### TRECHO SELECIONADO
Qual a diferença entre segurança hídrica e resiliência hídrica?

Leia a análise de Mara Ramos e Jerson Kelman.
Jerson Kelman

Jerson Kelman

Engenheiro civil (EE-UFRJ, 1971), mestre em hidráulica (M.Sc. COPPE-UFRJ, 1973), doutor em Hidrologia e Recursos Hídricos (Ph.D., Colorado State University, 1976) e Livre Docente (EE-UFRJ, 1985).

Mara Ramos

Mara Ramos

Tecnóloga em obras hidráulicas, engenheira civil, MSc em recursos hídricos e MBA em saneamento ambiental.

As mudanças climáticas têm causado o aumento da frequência e da intensidade de eventos hidrológicos extremos (secas e cheias), com relevante impacto no setor de saneamento. Nas secas, a queda de vazão dos rios prejudica o abastecimento de água devido à falta de quantidade e/ou de qualidade da água dos mananciais. É também quando a temperatura tende a ficar elevada, o que induz ao maior consumo de água e à proliferação de algas nos reservatórios de água bruta, agravando o problema. Nas cheias, há risco de alagamento de elevatórias e de estações de tratamento, tanto de água quanto de esgoto. Além de blecautes de energia elétrica, com impacto sobre o funcionamento das elevatórias e, portanto, o transporte tanto de água quanto de esgoto. Não bastassem esses efeitos adversos, a não-estacionariedade hidrológica causada pela mudança climática dificulta a construção de cenários que subsidiem o ajuste entre a oferta e demanda de água.

A Companhia de Saneamento Básico do Estado de São Paulo (SABESP), assim como outras concessionárias, vem enfrentando diversos desses desafios nos últimos anos. Com a experiência na operação e prestação de serviços para a Região Metropolitana de São Paulo, uma das maiores áreas urbanas do mundo, implantou medidas para aumentar tanto a segurança quanto a resiliência dos sistemas operados.

### A FAZER
Copie o trecho selecionado inteiro, sem mudar nenhuma palavra. A listagem não tem relação com o trecho selecionado.

### DADOS FORNECIDOS
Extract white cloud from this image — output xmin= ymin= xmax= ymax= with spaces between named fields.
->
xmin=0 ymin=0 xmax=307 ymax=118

### RESPOSTA DO EXERCÍCIO
Qual a diferença entre segurança hídrica e resiliência hídrica?

Leia a análise de Mara Ramos e Jerson Kelman.
Jerson Kelman

Jerson Kelman

Engenheiro civil (EE-UFRJ, 1971), mestre em hidráulica (M.Sc. COPPE-UFRJ, 1973), doutor em Hidrologia e Recursos Hídricos (Ph.D., Colorado State University, 1976) e Livre Docente (EE-UFRJ, 1985).

Mara Ramos

Mara Ramos

Tecnóloga em obras hidráulicas, engenheira civil, MSc em recursos hídricos e MBA em saneamento ambiental.

As mudanças climáticas têm causado o aumento da frequência e da intensidade de eventos hidrológicos extremos (secas e cheias), com relevante impacto no setor de saneamento. Nas secas, a queda de vazão dos rios prejudica o abastecimento de água devido à falta de quantidade e/ou de qualidade da água dos mananciais. É também quando a temperatura tende a ficar elevada, o que induz ao maior consumo de água e à proliferação de algas nos reservatórios de água bruta, agravando o problema. Nas cheias, há risco de alagamento de elevatórias e de estações de tratamento, tanto de água quanto de esgoto. Além de blecautes de energia elétrica, com impacto sobre o funcionamento das elevatórias e, portanto, o transporte tanto de água quanto de esgoto. Não bastassem esses efeitos adversos, a não-estacionariedade hidrológica causada pela mudança climática dificulta a construção de cenários que subsidiem o ajuste entre a oferta e demanda de água.

A Companhia de Saneamento Básico do Estado de São Paulo (SABESP), assim como outras concessionárias, vem enfrentando diversos desses desafios nos últimos anos. Com a experiência na operação e prestação de serviços para a Região Metropolitana de São Paulo, uma das maiores áreas urbanas do mundo, implantou medidas para aumentar tanto a segurança quanto a resiliência dos sistemas operados.